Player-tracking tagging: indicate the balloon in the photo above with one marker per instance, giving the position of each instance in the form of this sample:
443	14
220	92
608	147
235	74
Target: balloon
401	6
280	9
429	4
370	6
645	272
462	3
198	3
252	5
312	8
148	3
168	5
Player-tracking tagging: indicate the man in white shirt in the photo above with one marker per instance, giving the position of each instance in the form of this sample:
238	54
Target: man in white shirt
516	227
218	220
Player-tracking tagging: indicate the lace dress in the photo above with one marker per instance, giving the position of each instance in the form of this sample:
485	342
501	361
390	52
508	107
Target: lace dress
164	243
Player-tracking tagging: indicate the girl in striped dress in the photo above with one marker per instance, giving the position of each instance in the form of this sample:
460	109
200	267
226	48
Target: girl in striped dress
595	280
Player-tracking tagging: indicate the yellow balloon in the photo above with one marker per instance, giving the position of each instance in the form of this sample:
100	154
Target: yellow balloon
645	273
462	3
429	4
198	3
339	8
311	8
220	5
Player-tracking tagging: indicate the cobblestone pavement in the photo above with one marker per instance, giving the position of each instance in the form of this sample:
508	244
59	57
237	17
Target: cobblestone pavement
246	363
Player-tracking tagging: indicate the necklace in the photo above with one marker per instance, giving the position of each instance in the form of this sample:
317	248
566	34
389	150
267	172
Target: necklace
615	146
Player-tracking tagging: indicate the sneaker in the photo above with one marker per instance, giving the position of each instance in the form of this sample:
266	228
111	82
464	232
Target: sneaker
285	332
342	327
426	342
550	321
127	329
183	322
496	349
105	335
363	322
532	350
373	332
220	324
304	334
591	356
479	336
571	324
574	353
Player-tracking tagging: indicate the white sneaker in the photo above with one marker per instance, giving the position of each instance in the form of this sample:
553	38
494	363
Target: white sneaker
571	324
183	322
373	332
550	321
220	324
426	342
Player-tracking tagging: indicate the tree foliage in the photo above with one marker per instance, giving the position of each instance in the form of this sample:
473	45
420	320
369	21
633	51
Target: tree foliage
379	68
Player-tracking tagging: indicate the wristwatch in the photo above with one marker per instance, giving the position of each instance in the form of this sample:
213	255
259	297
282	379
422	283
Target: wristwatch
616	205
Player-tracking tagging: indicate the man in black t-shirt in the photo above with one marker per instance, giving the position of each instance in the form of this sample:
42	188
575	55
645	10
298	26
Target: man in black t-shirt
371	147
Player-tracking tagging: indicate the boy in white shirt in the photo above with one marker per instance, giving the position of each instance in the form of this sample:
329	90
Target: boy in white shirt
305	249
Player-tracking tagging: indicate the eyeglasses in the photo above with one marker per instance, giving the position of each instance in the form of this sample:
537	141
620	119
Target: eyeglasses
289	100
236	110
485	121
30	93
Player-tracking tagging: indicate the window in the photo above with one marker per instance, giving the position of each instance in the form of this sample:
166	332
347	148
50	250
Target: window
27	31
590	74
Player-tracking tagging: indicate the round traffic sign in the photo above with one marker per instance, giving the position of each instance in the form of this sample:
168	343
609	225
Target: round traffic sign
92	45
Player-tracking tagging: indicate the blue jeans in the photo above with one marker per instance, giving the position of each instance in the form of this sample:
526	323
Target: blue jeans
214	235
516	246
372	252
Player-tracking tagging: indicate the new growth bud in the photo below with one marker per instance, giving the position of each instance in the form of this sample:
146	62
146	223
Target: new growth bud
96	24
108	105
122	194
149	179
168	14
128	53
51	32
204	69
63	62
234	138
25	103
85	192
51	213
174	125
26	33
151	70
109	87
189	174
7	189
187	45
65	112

────────────────

→ **What the task requires**
Using the exact wording, write out all of the records.

→ **Solution for this task**
Player-tracking tagging: indicate the balloon in the photo above with one marker per instance, giving the position of each instance in the form of this sample:
443	14
220	92
608	147
235	74
Target: balloon
401	6
280	9
429	4
370	6
645	272
462	3
198	3
252	5
312	8
148	3
168	5
Player-tracking tagging: indicate the man in white shirt in the photo above with one marker per instance, giving the position of each instance in the form of this sample:
238	54
Target: man in white shirt
516	227
218	220
Player-tracking tagging: indicate the lace dress in the photo above with one marker per instance, giving the position of each instance in the form of this sample:
485	342
501	361
390	52
508	107
Target: lace dress
164	243
Player-tracking tagging: indicate the girl in striped dress in the photo above with one marker per instance, giving the position of each instance in the form of this sample:
460	109
200	267
226	48
Target: girl in striped dress
595	280
Player-tracking tagging: indicate the yellow balloon in the photo above with one marker per instance, giving the position of each instance in the form of this sample:
100	154
Target: yellow balloon
645	273
462	3
429	4
198	3
339	8
311	8
220	5
Player-tracking tagging: indicate the cobblestone pavement in the photo above with one marker per instance, giving the position of each instance in the form of this sample:
508	244
59	57
237	17
Target: cobblestone pavement
246	363
Player-tracking tagging: indicate the necklace in the photo above with one marker per instance, giving the position of each instance in the form of this sample:
317	248
566	34
389	150
267	172
Target: necklace
615	146
Player-tracking tagging: indicate the sneaker in the photo above with one marker per instance, giving the position of each instance in the form of this sample:
266	228
111	82
464	232
Target: sneaker
285	332
342	327
426	342
550	321
127	329
183	322
496	349
105	335
363	322
532	350
373	332
220	324
304	334
591	356
479	336
571	324
574	353
Player-tracking tagging: indicate the white sneaker in the photo above with one marker per instance, giving the position of each instance in the form of this sample:
553	38
494	363
Target: white sneaker
571	324
183	322
373	332
550	321
220	324
426	342
Player-tracking tagging: indicate the tree foliage in the photo above with one marker per instance, giving the position of each instance in the form of this sample:
473	45
420	320
369	21
633	51
Target: tree foliage
379	68
Player-tracking tagging: indicate the wristwatch in the photo above with one marker per instance, giving the position of each instance in the form of this sample:
213	255
259	297
282	379
422	283
Target: wristwatch
616	205
Player-tracking tagging: indicate the man in black t-shirt in the photo above with one marker per instance, giving the position of each instance in the form of this sample:
42	188
575	55
645	10
298	26
Target: man in black t-shirt
371	147
Player-tracking tagging: indicate the boy in white shirt in the photo above with one marker per instance, giving the position of each instance in the form of this sample:
329	90
Target: boy in white shirt
305	249
Player-tracking tagging: indicate the eyeglasses in the photo above with one marker per instance, giving the position of each instance in the form of this sample:
537	141
620	119
Target: eyeglasses
289	100
236	110
485	121
30	93
Player-tracking tagging: indicate the window in the photo above with one marker per instance, giving the position of each instance in the form of this sample:
166	332
347	148
50	250
Target: window
27	31
590	74
Player-tracking tagging: indicate the round traffic sign in the photo above with one marker per instance, giving the position of each instance in the form of this sample:
168	343
609	225
Target: round traffic sign
92	45
Player-tracking tagging: indicate the blue jeans in the photo above with one marker per instance, giving the position of each instance in the form of this sample:
526	323
Target: blue jeans
214	235
516	246
372	252
Player-tracking tagging: indicate the new growth bud in the photo below with one marker per instance, giving the position of each instance in the form of this sample:
146	62
146	223
Target: new growth bud
96	24
108	105
122	194
149	179
168	14
128	53
51	32
204	69
63	62
234	138
25	103
85	192
51	213
174	125
26	33
151	70
109	87
189	174
7	189
187	45
65	112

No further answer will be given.